## What you have to do
Copy each of the following rows word for word, leaving nothing out and changing nothing.

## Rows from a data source
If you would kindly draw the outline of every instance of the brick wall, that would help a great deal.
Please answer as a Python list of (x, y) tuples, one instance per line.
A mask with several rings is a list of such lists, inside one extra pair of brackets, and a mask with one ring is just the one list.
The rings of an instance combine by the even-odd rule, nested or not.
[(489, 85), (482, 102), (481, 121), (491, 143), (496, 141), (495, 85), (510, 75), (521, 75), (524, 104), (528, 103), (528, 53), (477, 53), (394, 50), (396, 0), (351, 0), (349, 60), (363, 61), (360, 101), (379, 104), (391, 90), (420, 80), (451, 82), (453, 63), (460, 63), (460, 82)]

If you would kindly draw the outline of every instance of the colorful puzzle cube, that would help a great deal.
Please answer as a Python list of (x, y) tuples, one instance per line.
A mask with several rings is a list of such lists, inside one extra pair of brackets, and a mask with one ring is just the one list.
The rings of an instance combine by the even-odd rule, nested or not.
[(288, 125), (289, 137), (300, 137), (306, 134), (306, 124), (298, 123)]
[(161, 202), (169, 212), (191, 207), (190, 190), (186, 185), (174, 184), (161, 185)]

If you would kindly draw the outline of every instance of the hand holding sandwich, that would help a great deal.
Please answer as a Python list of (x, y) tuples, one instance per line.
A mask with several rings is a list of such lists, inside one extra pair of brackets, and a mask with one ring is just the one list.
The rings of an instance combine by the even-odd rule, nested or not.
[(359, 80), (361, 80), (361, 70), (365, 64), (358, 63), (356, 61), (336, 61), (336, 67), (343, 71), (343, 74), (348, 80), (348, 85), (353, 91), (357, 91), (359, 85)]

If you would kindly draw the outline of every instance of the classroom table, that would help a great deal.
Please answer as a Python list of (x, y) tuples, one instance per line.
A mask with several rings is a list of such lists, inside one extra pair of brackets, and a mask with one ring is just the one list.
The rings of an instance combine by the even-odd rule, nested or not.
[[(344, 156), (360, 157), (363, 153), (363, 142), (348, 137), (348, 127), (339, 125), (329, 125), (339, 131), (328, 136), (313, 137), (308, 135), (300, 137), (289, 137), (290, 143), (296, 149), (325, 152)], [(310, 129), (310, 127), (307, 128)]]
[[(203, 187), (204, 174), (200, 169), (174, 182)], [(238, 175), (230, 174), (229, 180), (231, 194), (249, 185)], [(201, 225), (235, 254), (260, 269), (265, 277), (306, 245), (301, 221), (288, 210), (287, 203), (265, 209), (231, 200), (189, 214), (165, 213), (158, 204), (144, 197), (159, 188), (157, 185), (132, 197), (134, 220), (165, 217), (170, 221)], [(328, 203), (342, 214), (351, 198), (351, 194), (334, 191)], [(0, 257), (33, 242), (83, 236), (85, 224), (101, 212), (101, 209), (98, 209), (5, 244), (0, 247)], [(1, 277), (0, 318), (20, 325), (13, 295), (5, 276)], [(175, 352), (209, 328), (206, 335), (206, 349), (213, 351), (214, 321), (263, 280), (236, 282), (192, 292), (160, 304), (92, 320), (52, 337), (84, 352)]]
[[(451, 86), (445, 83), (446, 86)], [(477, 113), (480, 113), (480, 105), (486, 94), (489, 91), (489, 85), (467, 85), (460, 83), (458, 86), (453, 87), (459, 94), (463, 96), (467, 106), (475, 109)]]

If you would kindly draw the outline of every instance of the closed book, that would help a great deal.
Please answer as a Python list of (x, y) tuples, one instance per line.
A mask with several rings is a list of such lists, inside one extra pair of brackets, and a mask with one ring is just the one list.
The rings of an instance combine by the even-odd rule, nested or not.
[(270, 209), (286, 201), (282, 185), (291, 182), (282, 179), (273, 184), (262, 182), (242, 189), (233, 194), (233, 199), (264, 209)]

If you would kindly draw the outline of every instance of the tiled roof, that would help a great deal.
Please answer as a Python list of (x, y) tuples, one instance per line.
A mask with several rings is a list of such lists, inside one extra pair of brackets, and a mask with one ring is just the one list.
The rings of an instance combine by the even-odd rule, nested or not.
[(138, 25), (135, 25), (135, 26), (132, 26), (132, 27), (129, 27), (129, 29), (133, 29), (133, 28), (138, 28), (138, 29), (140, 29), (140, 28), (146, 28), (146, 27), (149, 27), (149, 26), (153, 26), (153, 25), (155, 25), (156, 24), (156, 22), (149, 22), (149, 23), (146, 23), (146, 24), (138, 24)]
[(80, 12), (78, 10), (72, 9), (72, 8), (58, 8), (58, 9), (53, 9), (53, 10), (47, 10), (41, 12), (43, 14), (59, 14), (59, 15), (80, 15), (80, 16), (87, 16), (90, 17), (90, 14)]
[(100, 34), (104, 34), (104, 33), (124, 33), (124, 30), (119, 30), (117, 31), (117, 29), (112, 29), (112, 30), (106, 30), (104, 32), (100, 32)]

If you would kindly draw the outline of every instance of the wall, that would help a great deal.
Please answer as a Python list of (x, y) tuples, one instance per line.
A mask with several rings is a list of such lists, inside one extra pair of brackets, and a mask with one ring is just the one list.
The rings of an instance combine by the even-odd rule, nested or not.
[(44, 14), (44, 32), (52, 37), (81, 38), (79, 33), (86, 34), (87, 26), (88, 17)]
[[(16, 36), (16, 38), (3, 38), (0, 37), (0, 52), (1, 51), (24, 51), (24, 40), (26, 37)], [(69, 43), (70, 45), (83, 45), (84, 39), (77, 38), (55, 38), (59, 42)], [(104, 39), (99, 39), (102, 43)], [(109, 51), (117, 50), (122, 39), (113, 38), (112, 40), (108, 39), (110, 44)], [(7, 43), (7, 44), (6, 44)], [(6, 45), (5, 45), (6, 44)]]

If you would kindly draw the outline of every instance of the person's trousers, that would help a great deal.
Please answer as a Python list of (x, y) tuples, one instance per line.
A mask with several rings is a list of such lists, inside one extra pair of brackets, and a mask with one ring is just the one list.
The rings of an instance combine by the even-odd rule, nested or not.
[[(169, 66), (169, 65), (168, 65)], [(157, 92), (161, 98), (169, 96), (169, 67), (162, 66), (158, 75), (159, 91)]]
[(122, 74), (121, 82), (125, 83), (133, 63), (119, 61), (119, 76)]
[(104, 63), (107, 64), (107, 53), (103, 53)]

## Correct result
If you would kindly draw the outline of every instance of the brick wall, that would help a great deal.
Please answer as a Python list of (x, y) tuples, one instance per line.
A mask with several rings is a list of such lists, inside one extra pair of brackets, and a mask with one ring is just the one list.
The rings of an instance combine by the even-odd rule, nested or not.
[(489, 85), (482, 102), (481, 121), (491, 143), (496, 141), (495, 85), (510, 75), (521, 75), (524, 104), (528, 103), (528, 53), (477, 53), (394, 50), (396, 0), (351, 0), (349, 60), (363, 61), (360, 101), (379, 104), (391, 90), (420, 80), (451, 82), (453, 63), (460, 63), (460, 82)]

If you would kindly draw the outline of every instance of the colorful puzzle cube, that would help a great deal.
Please answer as a Python list of (x, y) tuples, one instance per line.
A mask with several rings is a list of such lists, inside one extra pair of brackets, and a mask with one ring is just the one list.
The rings of an instance combine by the even-odd rule, nested or not.
[(288, 125), (289, 137), (300, 137), (306, 134), (306, 124), (298, 123)]
[(161, 202), (169, 212), (191, 207), (190, 190), (186, 185), (174, 184), (161, 185)]

If you would kindly draw the outline of every instance of the hand holding sandwich, that would help a great deal.
Please answer as a Python list of (x, y) tuples, one instance per line.
A mask with several rings is a list of such lists, inside one extra pair of brackets, and a mask with one ring is just the one list.
The rings of an instance combine by the even-odd rule, nested or not.
[(359, 80), (361, 80), (361, 70), (365, 64), (358, 63), (356, 61), (336, 61), (336, 67), (343, 71), (343, 74), (348, 80), (348, 85), (353, 91), (357, 91), (359, 85)]

If you would kindly draw the outline of every instance of the classroom table, that would help a great deal.
Please answer as a Python list of (x, y) tuples, one instance per line.
A mask with several rings is a list of such lists, inside one extra pair of brackets, and a mask with one ring is just the one list.
The rings of an instance combine by the even-odd rule, nested or not.
[[(344, 156), (360, 157), (363, 153), (363, 142), (348, 137), (348, 127), (339, 125), (329, 125), (339, 131), (328, 136), (313, 137), (308, 135), (300, 137), (289, 137), (290, 143), (296, 149), (325, 152)], [(310, 129), (310, 127), (307, 128)]]
[[(203, 187), (204, 174), (200, 169), (174, 182)], [(238, 175), (230, 174), (229, 180), (231, 194), (249, 185)], [(201, 225), (235, 254), (260, 269), (265, 277), (306, 245), (301, 221), (288, 210), (287, 203), (265, 209), (231, 200), (189, 214), (165, 213), (158, 204), (144, 197), (159, 188), (157, 185), (132, 197), (134, 220), (165, 217), (170, 221)], [(328, 203), (342, 214), (351, 198), (351, 194), (334, 191)], [(0, 257), (33, 242), (83, 236), (85, 224), (101, 212), (101, 209), (98, 209), (5, 244), (0, 247)], [(1, 277), (0, 318), (20, 325), (13, 295), (5, 276)], [(175, 352), (209, 328), (206, 335), (206, 349), (213, 351), (214, 321), (263, 280), (236, 282), (192, 292), (160, 304), (92, 320), (52, 337), (84, 352)]]
[[(451, 86), (445, 83), (446, 86)], [(477, 113), (480, 113), (480, 105), (486, 94), (489, 91), (489, 85), (467, 85), (460, 83), (458, 86), (453, 87), (459, 94), (463, 96), (467, 106), (475, 109)]]

If you would kindly draw the outline of every instance of the closed book, that would help a great deal.
Please answer as a Python list of (x, y) tuples, one instance per line.
A mask with several rings is a list of such lists, inside one extra pair of brackets, and a mask with one ring is just the one list.
The rings of an instance combine by the even-odd rule, nested or not.
[(270, 209), (286, 201), (282, 185), (291, 182), (282, 179), (273, 184), (262, 182), (242, 189), (233, 194), (233, 199), (264, 209)]

If you would kindly draw the outline of every instance of the tiled roof, that would help a great deal.
Please answer as a Python list of (x, y) tuples, one instance per line.
A mask with several rings is a list of such lists, inside one extra pair of brackets, and a mask with one ring is just the one list.
The rings of an instance combine by the even-odd rule, nested or not.
[(138, 25), (135, 25), (135, 26), (132, 26), (132, 27), (129, 27), (129, 29), (133, 29), (133, 28), (138, 28), (138, 29), (140, 29), (140, 28), (146, 28), (146, 27), (149, 27), (149, 26), (153, 26), (153, 25), (155, 25), (156, 24), (156, 22), (149, 22), (149, 23), (146, 23), (146, 24), (138, 24)]
[(80, 12), (78, 10), (72, 9), (72, 8), (58, 8), (58, 9), (53, 9), (53, 10), (47, 10), (41, 12), (43, 14), (59, 14), (59, 15), (80, 15), (80, 16), (87, 16), (90, 17), (90, 14)]
[(100, 34), (104, 34), (104, 33), (124, 33), (124, 30), (119, 30), (117, 31), (117, 29), (112, 29), (112, 30), (106, 30), (104, 32), (100, 32)]

If you would kindly draw the outline of every instance of the wall, that would help a great deal.
Please answer as a Python list of (x, y) tuples, one instance per line.
A mask with several rings is a list of such lists, inside one extra pair of brackets, and a mask with one ring is just the one list.
The rings of an instance combine by the even-odd rule, nested or not.
[(44, 14), (44, 32), (52, 37), (81, 38), (79, 33), (86, 34), (87, 26), (88, 17)]
[[(16, 36), (16, 38), (3, 38), (0, 37), (0, 52), (1, 51), (24, 51), (24, 40), (26, 37)], [(69, 43), (70, 45), (83, 45), (84, 39), (77, 38), (55, 38), (59, 42)], [(104, 39), (99, 39), (102, 43)], [(109, 51), (117, 50), (122, 39), (113, 38), (112, 40), (108, 39), (110, 44)], [(7, 43), (7, 44), (6, 44)], [(6, 45), (5, 45), (6, 44)]]

If you would kindly draw the outline of every instance of the person's trousers, that would help a great deal.
Please answer as a Python list of (x, y) tuples, one instance per line.
A mask with several rings is a list of such lists, inside one extra pair of brackets, and a mask with one ring is just the one list.
The rings of an instance combine by the even-odd rule, nested or not.
[[(169, 66), (169, 65), (168, 65)], [(157, 92), (161, 98), (169, 96), (169, 67), (162, 66), (158, 75), (159, 91)]]
[(122, 74), (121, 82), (125, 83), (133, 63), (119, 61), (119, 76)]
[(104, 63), (107, 64), (107, 53), (103, 53)]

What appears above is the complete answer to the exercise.